## What you should do
Write out the listing in full, matching it word for word.

··· Source records ···

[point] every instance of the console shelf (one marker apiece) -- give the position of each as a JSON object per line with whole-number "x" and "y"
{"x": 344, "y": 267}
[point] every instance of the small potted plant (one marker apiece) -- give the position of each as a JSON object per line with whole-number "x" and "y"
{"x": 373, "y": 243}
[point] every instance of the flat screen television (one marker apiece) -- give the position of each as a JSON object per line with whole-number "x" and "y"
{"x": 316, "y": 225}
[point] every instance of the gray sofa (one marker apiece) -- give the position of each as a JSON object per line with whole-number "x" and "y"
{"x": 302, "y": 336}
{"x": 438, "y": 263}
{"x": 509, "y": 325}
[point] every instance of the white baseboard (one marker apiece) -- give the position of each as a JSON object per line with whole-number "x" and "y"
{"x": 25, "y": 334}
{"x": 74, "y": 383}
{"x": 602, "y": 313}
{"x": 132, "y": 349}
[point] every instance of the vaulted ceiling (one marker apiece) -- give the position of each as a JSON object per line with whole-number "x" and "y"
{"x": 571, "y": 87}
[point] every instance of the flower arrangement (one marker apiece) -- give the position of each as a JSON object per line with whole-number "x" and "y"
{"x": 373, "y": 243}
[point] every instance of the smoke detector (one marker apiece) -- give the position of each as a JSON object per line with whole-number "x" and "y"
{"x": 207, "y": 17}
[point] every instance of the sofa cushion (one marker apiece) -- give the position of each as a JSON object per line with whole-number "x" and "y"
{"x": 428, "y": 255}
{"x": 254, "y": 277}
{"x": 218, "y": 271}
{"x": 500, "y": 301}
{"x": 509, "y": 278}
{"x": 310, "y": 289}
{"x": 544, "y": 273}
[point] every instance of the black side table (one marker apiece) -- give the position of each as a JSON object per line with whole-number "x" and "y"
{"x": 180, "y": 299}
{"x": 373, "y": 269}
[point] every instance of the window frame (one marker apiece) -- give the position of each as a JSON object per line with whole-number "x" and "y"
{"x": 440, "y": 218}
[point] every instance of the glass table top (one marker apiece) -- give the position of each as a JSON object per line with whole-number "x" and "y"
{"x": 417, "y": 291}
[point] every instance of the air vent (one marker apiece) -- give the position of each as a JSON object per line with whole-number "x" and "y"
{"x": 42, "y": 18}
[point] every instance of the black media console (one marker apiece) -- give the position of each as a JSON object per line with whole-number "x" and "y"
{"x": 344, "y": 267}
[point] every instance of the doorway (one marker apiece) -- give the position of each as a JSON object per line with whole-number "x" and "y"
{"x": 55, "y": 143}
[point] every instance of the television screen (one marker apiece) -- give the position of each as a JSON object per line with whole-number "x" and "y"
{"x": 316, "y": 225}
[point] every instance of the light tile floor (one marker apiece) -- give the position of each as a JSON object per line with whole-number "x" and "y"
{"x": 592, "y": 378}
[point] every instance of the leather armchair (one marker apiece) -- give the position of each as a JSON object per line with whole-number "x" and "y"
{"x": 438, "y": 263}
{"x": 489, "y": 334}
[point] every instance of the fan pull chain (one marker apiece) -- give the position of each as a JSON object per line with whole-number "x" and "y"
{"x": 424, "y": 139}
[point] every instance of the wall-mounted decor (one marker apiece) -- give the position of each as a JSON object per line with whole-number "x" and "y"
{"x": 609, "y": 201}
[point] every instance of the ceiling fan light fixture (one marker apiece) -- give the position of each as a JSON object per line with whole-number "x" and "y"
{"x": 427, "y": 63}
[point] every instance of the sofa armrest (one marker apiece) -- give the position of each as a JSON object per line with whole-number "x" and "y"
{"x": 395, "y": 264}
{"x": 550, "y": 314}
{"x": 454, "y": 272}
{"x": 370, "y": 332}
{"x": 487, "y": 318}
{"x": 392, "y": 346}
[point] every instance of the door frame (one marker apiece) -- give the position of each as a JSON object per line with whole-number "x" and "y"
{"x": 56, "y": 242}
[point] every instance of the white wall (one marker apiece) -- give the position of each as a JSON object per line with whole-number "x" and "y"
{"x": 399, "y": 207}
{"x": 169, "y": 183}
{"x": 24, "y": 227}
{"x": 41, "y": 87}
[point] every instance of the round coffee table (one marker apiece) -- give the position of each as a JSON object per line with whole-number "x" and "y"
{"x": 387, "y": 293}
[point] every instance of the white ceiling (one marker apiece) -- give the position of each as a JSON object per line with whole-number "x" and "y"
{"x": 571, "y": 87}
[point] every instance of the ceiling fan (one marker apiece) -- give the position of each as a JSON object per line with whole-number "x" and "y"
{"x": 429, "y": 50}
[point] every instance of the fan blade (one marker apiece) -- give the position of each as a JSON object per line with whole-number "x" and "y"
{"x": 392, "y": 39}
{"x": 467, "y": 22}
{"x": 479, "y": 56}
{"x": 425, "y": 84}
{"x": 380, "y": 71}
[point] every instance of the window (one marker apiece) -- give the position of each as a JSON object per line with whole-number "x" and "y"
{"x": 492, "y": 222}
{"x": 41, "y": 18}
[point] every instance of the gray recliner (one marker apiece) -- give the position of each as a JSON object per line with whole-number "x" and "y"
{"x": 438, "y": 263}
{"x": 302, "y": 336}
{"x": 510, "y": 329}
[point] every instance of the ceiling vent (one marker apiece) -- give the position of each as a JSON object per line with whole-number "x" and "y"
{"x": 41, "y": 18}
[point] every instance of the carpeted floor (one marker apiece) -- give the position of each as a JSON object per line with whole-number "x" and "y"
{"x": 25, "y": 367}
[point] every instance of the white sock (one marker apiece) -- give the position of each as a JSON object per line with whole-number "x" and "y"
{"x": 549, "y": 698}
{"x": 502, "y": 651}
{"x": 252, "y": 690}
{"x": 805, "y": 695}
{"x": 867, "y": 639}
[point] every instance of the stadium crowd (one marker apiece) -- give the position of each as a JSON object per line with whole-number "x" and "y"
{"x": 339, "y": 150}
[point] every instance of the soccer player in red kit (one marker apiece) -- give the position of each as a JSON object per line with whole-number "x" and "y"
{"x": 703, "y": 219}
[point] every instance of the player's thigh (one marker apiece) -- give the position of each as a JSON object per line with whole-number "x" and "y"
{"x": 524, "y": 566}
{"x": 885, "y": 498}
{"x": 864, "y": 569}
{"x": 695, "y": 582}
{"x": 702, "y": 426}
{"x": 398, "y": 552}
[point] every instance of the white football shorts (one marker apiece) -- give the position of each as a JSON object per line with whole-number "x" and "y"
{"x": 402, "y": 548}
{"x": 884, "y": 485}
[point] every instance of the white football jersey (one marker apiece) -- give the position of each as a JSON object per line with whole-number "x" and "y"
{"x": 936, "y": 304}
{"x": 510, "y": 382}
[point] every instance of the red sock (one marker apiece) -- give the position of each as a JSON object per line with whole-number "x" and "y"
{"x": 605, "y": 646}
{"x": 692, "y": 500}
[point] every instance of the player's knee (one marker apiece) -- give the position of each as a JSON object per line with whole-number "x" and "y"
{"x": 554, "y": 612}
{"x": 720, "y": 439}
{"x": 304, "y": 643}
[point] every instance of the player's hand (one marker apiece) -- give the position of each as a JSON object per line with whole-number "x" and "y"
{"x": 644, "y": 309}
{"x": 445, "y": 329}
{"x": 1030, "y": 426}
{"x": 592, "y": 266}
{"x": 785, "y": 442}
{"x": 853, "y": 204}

···

## Result of the exercise
[point] every instance of the console shelf (one marker apiece) -- give the position of each as a JSON object per line with whole-number "x" and "y"
{"x": 344, "y": 267}
[point] every instance of the small potted plant (one marker apiece) -- give the position of each as a JSON object per line with whole-number "x" and "y"
{"x": 373, "y": 243}
[point] every instance of the flat screen television (one marker apiece) -- give the position of each as a JSON object per line with whole-number "x" and "y"
{"x": 316, "y": 225}
[point] every instance of the gray sofa (one marker apiece) -- give the position of each as a JSON object per line with whole-number "x" and "y"
{"x": 302, "y": 336}
{"x": 438, "y": 263}
{"x": 509, "y": 325}
[point] every instance of the white baseboard (one marker apiece) -- give the position of each as a JSON object per line with whole-number "x" and "y"
{"x": 25, "y": 334}
{"x": 74, "y": 383}
{"x": 602, "y": 313}
{"x": 132, "y": 349}
[point] every instance of the vaulted ceiling (one marker apiece) -- give the position of each as a JSON object per line with whole-number "x" and "y"
{"x": 571, "y": 87}
[point] every instance of the flower arrangement (one marker apiece) -- give the position of each as a JSON object per line with whole-number "x" and "y"
{"x": 373, "y": 243}
[point] every instance of the smoke detector (one marker apiece) -- give the position of each as a JSON object per line with whole-number "x" and "y"
{"x": 207, "y": 17}
[point] every instance of the sofa cushion (one marker apiece) -- give the position of each as a JSON object per line with whole-number "x" and "y"
{"x": 428, "y": 255}
{"x": 254, "y": 277}
{"x": 218, "y": 271}
{"x": 500, "y": 301}
{"x": 509, "y": 278}
{"x": 310, "y": 289}
{"x": 544, "y": 273}
[point] every instance of the black side table (one marker apiece) -- give the position of each as a JSON object per line with whole-number "x" and "y"
{"x": 180, "y": 299}
{"x": 373, "y": 269}
[point] every instance of the window frame (one marker apiece) -- give the position of each as a JSON object per line with whole-number "x" and "y"
{"x": 440, "y": 218}
[point] every instance of the glass table top (one marker apiece) -- give the position of each as a JSON object per line with whole-number "x" and "y"
{"x": 417, "y": 291}
[point] every instance of the air vent (one marker apiece) -- give the position of each as a JSON object per line with whole-number "x" and "y"
{"x": 42, "y": 18}
[point] every instance of the black media console (one marker apiece) -- give the position of each as a JSON object per line with whole-number "x" and "y"
{"x": 344, "y": 267}
[point] every instance of the doorway (one marker apiece) -- give the position of each as a JSON object per line with whole-number "x" and "y"
{"x": 55, "y": 143}
[point] every instance of the television screen (one marker apiece) -- give the position of each as a JSON object per line with whole-number "x" and "y"
{"x": 316, "y": 225}
[point] every instance of the light tile floor (one marker apiece) -- give the position of each as a JSON object per line with whole-number "x" and "y"
{"x": 592, "y": 378}
[point] every instance of the leather armchair (one marker apiece) -- give the position of each as a JSON object per line with whole-number "x" and "y"
{"x": 438, "y": 263}
{"x": 489, "y": 334}
[point] every instance of the fan pull chain (one marker apiece) -- give the position of each as a JSON object per line with whole-number "x" and "y"
{"x": 424, "y": 139}
[point] every instance of the wall-mounted decor (one marker apiece) -- give the position of each as a JSON object per line with whole-number "x" and "y"
{"x": 609, "y": 201}
[point] every instance of the ceiling fan light fixture (one marker apiece) -- give the position of each as a JSON object per line with whole-number "x" and "y"
{"x": 427, "y": 63}
[point] every instance of the sofa armrest (one marker apiece) -- give the position of each as a JSON object per line with whole-number "x" and "y"
{"x": 395, "y": 264}
{"x": 550, "y": 314}
{"x": 454, "y": 272}
{"x": 370, "y": 332}
{"x": 487, "y": 318}
{"x": 392, "y": 346}
[point] every instance of the door frame (one marker apiece) -- give the position of each as a JSON object per line with whole-number "x" and "y"
{"x": 56, "y": 242}
[point] every instance of the white wall (one marker apiece) -- give the position of each as a JSON object per line with whole-number "x" and "y"
{"x": 399, "y": 207}
{"x": 169, "y": 183}
{"x": 24, "y": 227}
{"x": 41, "y": 87}
[point] every instance of the round coffee table (one marker apiece) -- give the position of each as a JSON object per line with whole-number "x" and "y"
{"x": 387, "y": 293}
[point] every instance of the white ceiling (one marker apiece) -- give the position of each as a JSON object per line with whole-number "x" and "y"
{"x": 571, "y": 87}
[point] every instance of the ceiling fan (one marker apiece) -- give the position of each as a JSON object per line with whole-number "x" and "y"
{"x": 429, "y": 50}
[point] every instance of the fan blade (one marker apiece) -- give the position of each as a JSON object per line with whole-number "x" and "y"
{"x": 392, "y": 39}
{"x": 467, "y": 22}
{"x": 479, "y": 56}
{"x": 425, "y": 84}
{"x": 380, "y": 71}
[point] every instance of the window (one marker apiece) -- give the position of each as a JSON object per line with whole-number "x" and "y"
{"x": 492, "y": 222}
{"x": 41, "y": 18}
[point] every instance of the gray recliner (one marker apiece) -- give the position of each as a JSON object per line with whole-number "x" and "y"
{"x": 438, "y": 263}
{"x": 302, "y": 336}
{"x": 510, "y": 329}
[point] every instance of the ceiling vent (one marker apiece) -- give the position of each as a JSON object per line with whole-number "x" and "y"
{"x": 41, "y": 18}
[point] every instance of the carpeted floor (one marker apiece) -- give the position of each as a JSON object per line with whole-number "x" and "y"
{"x": 25, "y": 367}
[point] every instance of the white sock (one marker apiece) -- give the position of each as a JSON object per line with whole-number "x" and "y"
{"x": 549, "y": 698}
{"x": 502, "y": 651}
{"x": 252, "y": 690}
{"x": 805, "y": 695}
{"x": 867, "y": 639}
[point] every instance of the stadium crowd (one marker apiece) -- give the position of each as a JSON object per line with whole-number "x" and "y"
{"x": 339, "y": 150}
[point] every instance of the soccer player in red kit (one marker apiece) -- give the position of each as a JSON object per line with whole-number "x" and "y"
{"x": 703, "y": 219}
[point] every instance of the player's thigh (one marker apiece) -- give the position of each as a JSON object per line with whole-number "x" and "y"
{"x": 524, "y": 566}
{"x": 885, "y": 498}
{"x": 864, "y": 569}
{"x": 695, "y": 582}
{"x": 702, "y": 426}
{"x": 398, "y": 552}
[point] every instance of the white football shorts (one marker apiece) -- give the position of each as a JSON object per line with whole-number "x" and "y"
{"x": 402, "y": 548}
{"x": 884, "y": 485}
[point] every instance of the white football jersey (one marker apiece) -- give the position of each as a JSON object per line with whole-number "x" and "y"
{"x": 936, "y": 304}
{"x": 510, "y": 382}
[point] every instance of the red sock (one marker apiece) -- give the position of each as a JSON object per line with whole-number "x" and "y"
{"x": 605, "y": 646}
{"x": 692, "y": 500}
[point] every instance of the player's knee (one marker apiece) -- give the position of each as a JSON object per line with whole-number "x" and "y"
{"x": 554, "y": 612}
{"x": 720, "y": 439}
{"x": 304, "y": 643}
[point] every instance of the player's hand (one marker apiece) -- give the position of each as a JSON object per line with whole-number "x" and "y"
{"x": 644, "y": 309}
{"x": 445, "y": 329}
{"x": 1030, "y": 426}
{"x": 592, "y": 266}
{"x": 785, "y": 442}
{"x": 853, "y": 204}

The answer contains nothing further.